* Begin *

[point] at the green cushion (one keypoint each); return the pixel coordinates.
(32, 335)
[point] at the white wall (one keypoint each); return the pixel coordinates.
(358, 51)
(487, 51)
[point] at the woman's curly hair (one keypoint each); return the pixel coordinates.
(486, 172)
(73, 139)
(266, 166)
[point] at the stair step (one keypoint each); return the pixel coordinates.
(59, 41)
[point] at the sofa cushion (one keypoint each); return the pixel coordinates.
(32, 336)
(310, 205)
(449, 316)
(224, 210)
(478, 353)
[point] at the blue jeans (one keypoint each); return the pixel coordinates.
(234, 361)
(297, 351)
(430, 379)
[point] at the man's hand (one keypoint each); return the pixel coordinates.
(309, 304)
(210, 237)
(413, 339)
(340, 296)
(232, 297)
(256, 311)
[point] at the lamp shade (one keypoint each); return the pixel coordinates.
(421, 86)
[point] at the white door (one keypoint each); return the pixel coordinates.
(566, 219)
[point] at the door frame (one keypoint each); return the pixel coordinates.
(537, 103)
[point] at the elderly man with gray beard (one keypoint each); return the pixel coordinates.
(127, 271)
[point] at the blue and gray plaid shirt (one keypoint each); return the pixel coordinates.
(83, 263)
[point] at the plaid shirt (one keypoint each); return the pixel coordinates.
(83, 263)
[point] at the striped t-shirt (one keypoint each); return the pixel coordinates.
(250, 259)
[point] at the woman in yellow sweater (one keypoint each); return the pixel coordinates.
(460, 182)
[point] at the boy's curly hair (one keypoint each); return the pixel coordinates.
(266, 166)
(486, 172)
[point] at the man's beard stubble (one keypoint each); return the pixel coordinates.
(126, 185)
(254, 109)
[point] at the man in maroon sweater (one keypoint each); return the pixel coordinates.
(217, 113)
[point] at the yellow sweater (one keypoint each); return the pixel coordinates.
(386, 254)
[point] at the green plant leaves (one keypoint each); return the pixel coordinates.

* End *

▶ WHAT THIS TASK INVOLVES
Retype every record above exactly as it appears.

▶ EXERCISE OUTPUT
[point] at the green cushion (one keypoint each); return the pixel coordinates.
(32, 335)
[point] at the white wall (one keypoint each); return the pixel coordinates.
(358, 51)
(487, 51)
[point] at the woman's curly hair (one keypoint each); return the pixel coordinates.
(486, 172)
(73, 139)
(266, 166)
[point] at the stair step (one keypoint each); return the pixel coordinates.
(59, 41)
[point] at the sofa cushion (one keypoint each); return the pixel coordinates.
(32, 336)
(310, 205)
(449, 316)
(224, 210)
(478, 353)
[point] at the blue jeans (one keypoint each); return the pixel coordinates.
(234, 361)
(297, 351)
(430, 379)
[point] at the man's hand (one keypoint each); return the pixel coordinates.
(309, 304)
(210, 237)
(413, 339)
(340, 296)
(232, 297)
(256, 311)
[point] at the lamp shade (one keypoint each); return the pixel coordinates.
(421, 86)
[point] at the white door (one keypoint each); return the pixel coordinates.
(566, 219)
[point] at the door frame (one keypoint each); return the pixel coordinates.
(537, 103)
[point] at the elderly man with gray beard (one keypoint each); return the pixel coordinates.
(127, 271)
[point] at the blue and gray plaid shirt (one keypoint each); return the pixel coordinates.
(83, 263)
[point] at the plaid shirt (one keypoint each); return the pixel coordinates.
(83, 263)
[point] at the striped t-shirt (one keypoint each); return the pixel coordinates.
(250, 259)
[point] at the woman in yellow sweater (one keypoint each); return the pixel coordinates.
(460, 182)
[point] at the boy's curly hair (one keypoint each); return the pixel coordinates.
(266, 166)
(486, 172)
[point] at the man's beard stubble (one keypoint each); return the pixel coordinates.
(126, 185)
(254, 109)
[point] at the man in maroon sweater (one keypoint each); return the pixel coordinates.
(217, 113)
[point] at the yellow sweater (one keypoint each); return the pixel coordinates.
(386, 254)
[point] at the green plant leaves (one keypoint each); return the pixel coordinates.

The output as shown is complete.